__OBJECTIVE__. Rewrite all of the data with "Kindly outline" replaced by "Please trace" at each occurrence, leaving everything else unchanged and the pictures out.

__MATERIAL TO PROCESS__.
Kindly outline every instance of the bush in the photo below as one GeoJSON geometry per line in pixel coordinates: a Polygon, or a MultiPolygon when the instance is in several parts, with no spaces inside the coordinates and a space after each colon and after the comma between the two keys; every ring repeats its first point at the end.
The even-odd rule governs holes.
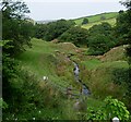
{"type": "Polygon", "coordinates": [[[88,53],[104,54],[116,45],[116,39],[112,36],[112,28],[108,23],[94,25],[88,29],[88,53]]]}
{"type": "Polygon", "coordinates": [[[69,30],[63,33],[59,39],[61,41],[70,41],[75,46],[86,45],[87,44],[87,30],[81,28],[80,26],[71,27],[69,30]]]}
{"type": "Polygon", "coordinates": [[[110,120],[115,117],[118,117],[119,120],[129,120],[130,112],[123,102],[112,99],[110,96],[104,102],[105,106],[100,106],[98,110],[87,108],[87,120],[110,120]]]}

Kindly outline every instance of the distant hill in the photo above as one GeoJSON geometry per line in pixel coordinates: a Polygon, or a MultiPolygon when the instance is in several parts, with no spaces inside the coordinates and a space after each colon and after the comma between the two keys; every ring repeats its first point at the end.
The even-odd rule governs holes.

__THE RESULT__.
Please trace every instance of the bush in the photo below as one GeoJSON geometry per line in pixel coordinates: a Polygon, or a MultiPolygon when the instance is in several parts, with no spaces inside the coordinates and a space after each colon and after the comma between the two keys; every ring repeats its first point at the end.
The even-odd rule governs holes.
{"type": "Polygon", "coordinates": [[[88,53],[104,54],[116,45],[116,39],[112,36],[112,28],[108,23],[94,25],[88,29],[88,53]]]}
{"type": "Polygon", "coordinates": [[[69,30],[63,33],[59,39],[61,41],[70,41],[75,46],[86,45],[87,44],[87,30],[81,28],[80,26],[71,27],[69,30]]]}
{"type": "Polygon", "coordinates": [[[110,120],[115,117],[118,117],[119,120],[129,120],[130,112],[123,102],[112,99],[110,96],[104,102],[105,106],[100,106],[98,110],[87,108],[87,120],[110,120]]]}

Please trace every instance of the distant hill in the photo above as one GeoJSON geometry per line in pixel coordinates: a Polygon, or a MultiPolygon when the instance is in several parts, with no spaces inside the coordinates and a space after each colon and after the comma between the two keys; every ring repeats its first point at the end.
The even-odd rule governs holes.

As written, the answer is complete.